Begin Record list
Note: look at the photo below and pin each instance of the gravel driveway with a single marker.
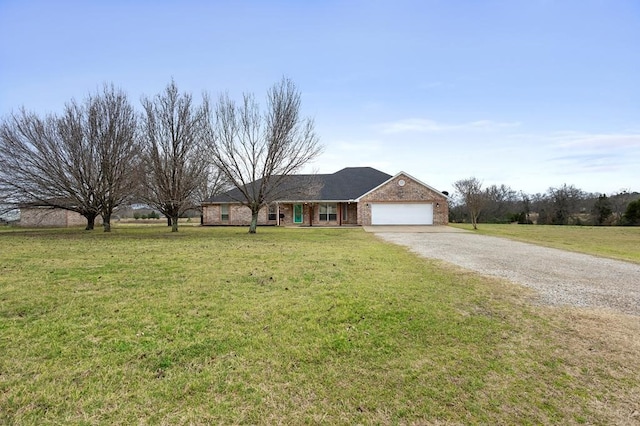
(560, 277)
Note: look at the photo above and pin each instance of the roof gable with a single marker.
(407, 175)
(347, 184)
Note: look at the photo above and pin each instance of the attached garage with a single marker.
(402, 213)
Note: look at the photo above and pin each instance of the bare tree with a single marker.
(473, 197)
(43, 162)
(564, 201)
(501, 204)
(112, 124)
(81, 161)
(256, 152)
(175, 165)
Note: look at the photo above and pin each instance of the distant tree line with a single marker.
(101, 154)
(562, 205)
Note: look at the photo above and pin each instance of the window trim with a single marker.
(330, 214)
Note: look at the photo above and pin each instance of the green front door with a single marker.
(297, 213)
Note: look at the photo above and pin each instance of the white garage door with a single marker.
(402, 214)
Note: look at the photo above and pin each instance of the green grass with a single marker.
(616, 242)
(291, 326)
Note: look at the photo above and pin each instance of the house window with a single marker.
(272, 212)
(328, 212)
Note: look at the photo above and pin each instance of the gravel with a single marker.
End Record list
__The task__
Exactly reproduce the lines from the one containing "trim with a single marker." through the end of the records, and only those lines.

__Reply to the task__
Note: look at the photo above and pin each instance of the window trim with a single marker.
(330, 214)
Note: look at the photo above and pin each instance of the green front door with a single marker.
(297, 213)
Note: look at the photo above and pin each instance of the white garage door with a single marker.
(402, 214)
Note: look at the photo above and pin each instance of the green grass with a single marker.
(616, 242)
(291, 326)
Note: look at the photo above and pin each instance of the house window with a single marker.
(272, 212)
(328, 212)
Note: look at the photo above and pin each instance of the gravel with a single marker.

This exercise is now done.